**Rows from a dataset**
** START **

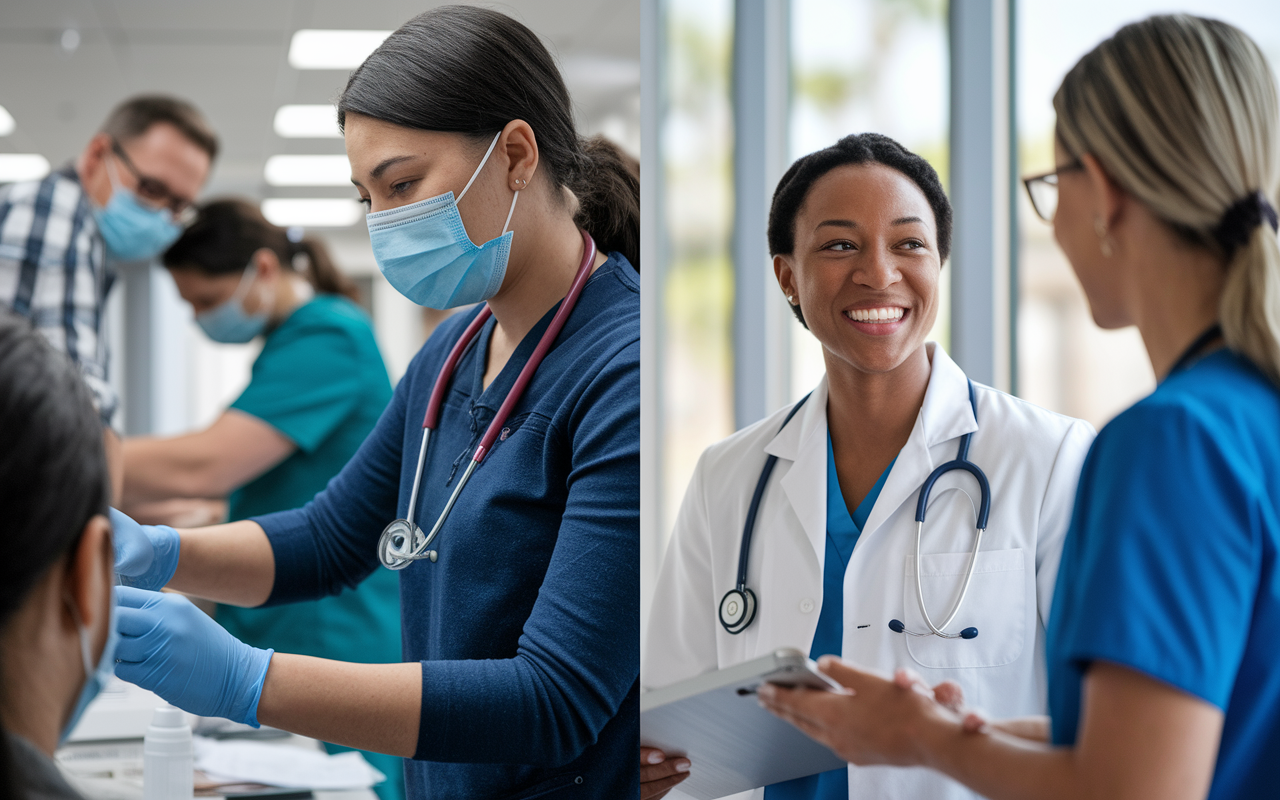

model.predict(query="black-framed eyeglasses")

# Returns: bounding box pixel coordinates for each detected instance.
[111,140,196,224]
[1023,159,1084,223]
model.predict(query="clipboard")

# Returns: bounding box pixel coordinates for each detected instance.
[640,648,847,800]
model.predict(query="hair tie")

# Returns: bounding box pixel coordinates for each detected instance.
[1213,191,1277,253]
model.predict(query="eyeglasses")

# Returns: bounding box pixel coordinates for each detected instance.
[111,140,196,225]
[1023,159,1084,223]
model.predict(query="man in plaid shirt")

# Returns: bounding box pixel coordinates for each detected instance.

** END **

**WHAT IS NEEDED**
Copy every one of the rows above word for word, leaving out the pictures.

**WORKED ANSWER**
model.predict(query="black-framed eyeglasses")

# Returns: bounding box pixel coordinates for each detected instance.
[111,140,196,224]
[1023,159,1084,223]
model.predict(query="clipboard")

# Returns: bounding box pixel coordinates for each detected instance.
[640,648,847,800]
model.predict(query="hair tie")

# Returns: bounding box pixel coordinates for each detected instance.
[1213,191,1277,253]
model.predict(query="eyeglasses")

# Returns: bounding box pixel coordinates for each detected instance.
[111,140,196,225]
[1023,159,1084,223]
model.predict(query="man in plaid shirt")

# Returns: bounding box pixel coordinates for each detected instance.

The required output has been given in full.